EXCERPT:
<<<<

Contract Poultry Farming
By Carole Morison
Virtually all poultry raised
in the United states is done so by family farmers under contract with
corporate agribusiness in a system known as vertical integration.
Contract production is preferred by agribusiness giants as it reduces
their capital cost to get the product to table.
Poultry companies are commonly
called integrators. Vertical integration is where the integrator
controls every aspect of the operation from the embryo to the market
shelf (the combining of production , processing , and distribution into
a single entity). Under contract poultry production, growers (poultry
farmers) provide the land, buildings, equipment, utilities, and labor in
raising the birds to a marketable age, while the companies supply the
chickens, feed and medication. The grower is also responsible for dead
bird disposal and manure disposal.
This financial venture has
become so profitable that the top five broiler companies now process
more than 226 million pounds of poultry meat per week. Studies by the
National Contract Poultry Growers Association show that these companies
enjoy a 20% to 30% return on their investment while the most contract
poultry farmers can hope for is a 1% to 3% return despite the fact that
the growers invest over 50% of the entire capital needed in the
industry. Studies by Louisiana Tech University and the National
Contract Growers Institute (NCGI) revealed that over 71.6% of the
nations poultry farmers earn a below poverty level income from their
poultry operations and by USDA standards would qualify for food stamps
if they weren’t to proud to ask.
A Delvarva study of poultry
grower pay by NCGI covered a ten year time frame and revealed that
average pay to poultry growers per chicken raised was 16 cents per
bird. In conclusion, growers are making the same amount of pay per
bird as they did 10 years ago.
Compared with traditional
agricultural markets, vertical integration of poultry is unique in that
with a few exceptions, most agricultural laws do not apply. This is due
primarily because companies retain ownership of chickens, feed and
medications which disqualifies the grower from traditional federal
disaster and farm programs.

>>>>

GIVEN MATERIAL:

<<<<

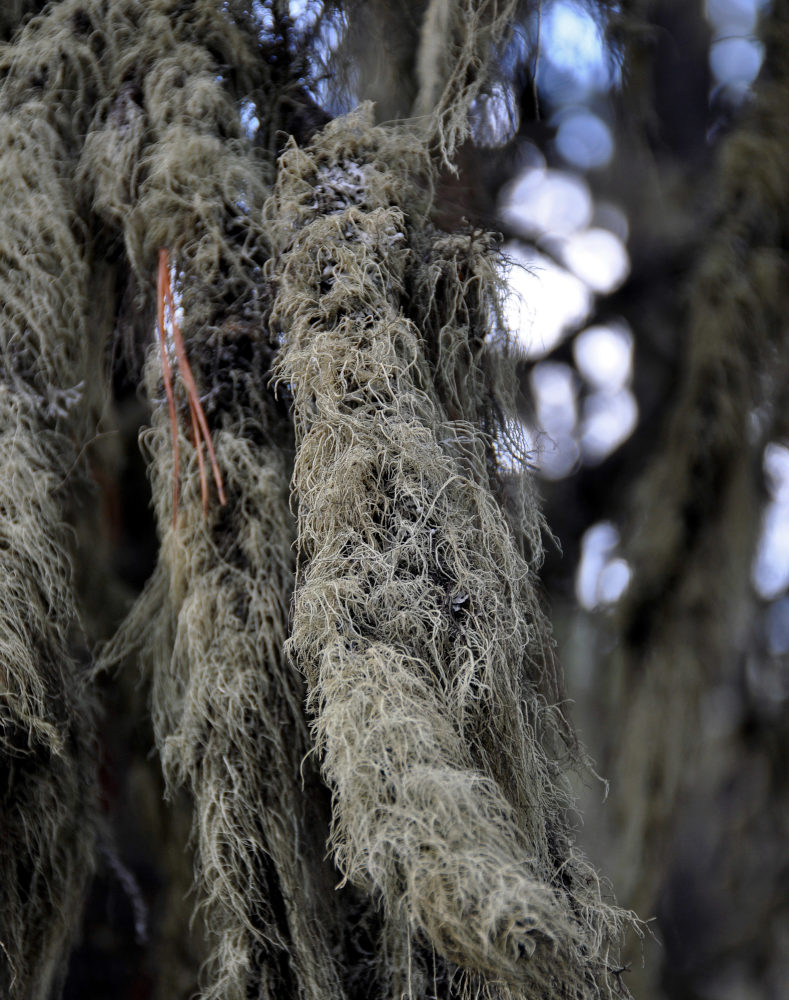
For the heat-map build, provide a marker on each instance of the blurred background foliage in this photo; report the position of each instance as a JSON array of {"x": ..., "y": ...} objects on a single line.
[{"x": 599, "y": 152}]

>>>>

YOUR GOAL: Could you carry on the article about contract poultry farming, picking up right after its last sentence?

REPLY TO THE EXERCISE:
The pay for a contract farmer
is based on what growers call “artificial competition shrouded in
secrecy.” All inputs (chickens, feed, medication) to the farm which are
used in the process of figuring grower pay are controlled by the
companies. Growers are basically paid on pounds of meat moved from the
farm of which the inputs to the farm are deducted. They have no control
over the breed or condition of the chickens placed on the farm, the
method or ingredients used in the formulation of the feed delivered to
the farm or any medications which might be used on the farm. In order
for growers to be truly competitive, they would have to receive
identical inputs which is virtually impossible.
Poultry production contracts
are prepared by the poultry companies and offered to growers on a take
it or leave it basis. The contract is good for only one flock of
chickens (6-10 weeks) and can be changed at any time if the company so
desires. Once the grower has invested in poultry houses, they have no
choice but to sign the contract. If they do not sign the contract, the
company will not place chickens on their farms. This results in the
loss of the farm and the families home. As poultry houses are single
purpose buildings, the growers have no choice but to sign the contract
or face bankruptcy.
In Alabama, 39 poultry growers
refused to sign a new contract which included arbitration as a means of
settling disputes. These growers felt that their constitutional rights
were being violated by being told they could no longer exercise the use
of our judicial system. As a result of their refusal they no longer
have chickens on their farms. Many of these growers have sought to sell
their farms, and the sale has been blocked by the poultry company
telling prospective buyers that they will never place chickens on the
farm again. June 24, 1996, the first notice of foreclosure was served
to one of these Alabama growers, and will continue on a regular basis
until all 39 farms have been foreclosed on. One of these growers was
the President of the National Contract Poultry Growers Association in
1996.
This is only one example of
the absolute control poultry companies have over contract growers, and
is nothing more than an updated version of indentured servitude. Some
poultry growers across the country, who have been active in trying to
bring change in the poultry industry have either had their contracts
terminated or conclude they are being financially ruined by manipulation
of farm inputs by the companies.
When the chickens are ready
for market, the companies send catching crews out to the farm to catch
the chickens. They are then sent to the processing plant, and the
trucks carrying the chickens are weighed on the scales at the processing
plant. Several lawsuits across the country have been filed and some
settled, for mis-weighing of chickens at processing plants. Several
lawsuits across the country have been filed and some settled for mis-weighing
of chickens.
The vertically integrated
system evolved over 40 years and agribusiness giants view the poultry
industry as a model for efficient and profitable food production. This
system is rapidly being adopted in other areas of our food production
system. According to Farm Aid, over 500 family farms are lost per day.
As the industrialization of agriculture expands, this trend will
continue and at a more rapid pace.
This
is the plan the multi-nationals have for all of agriculture in the U.S.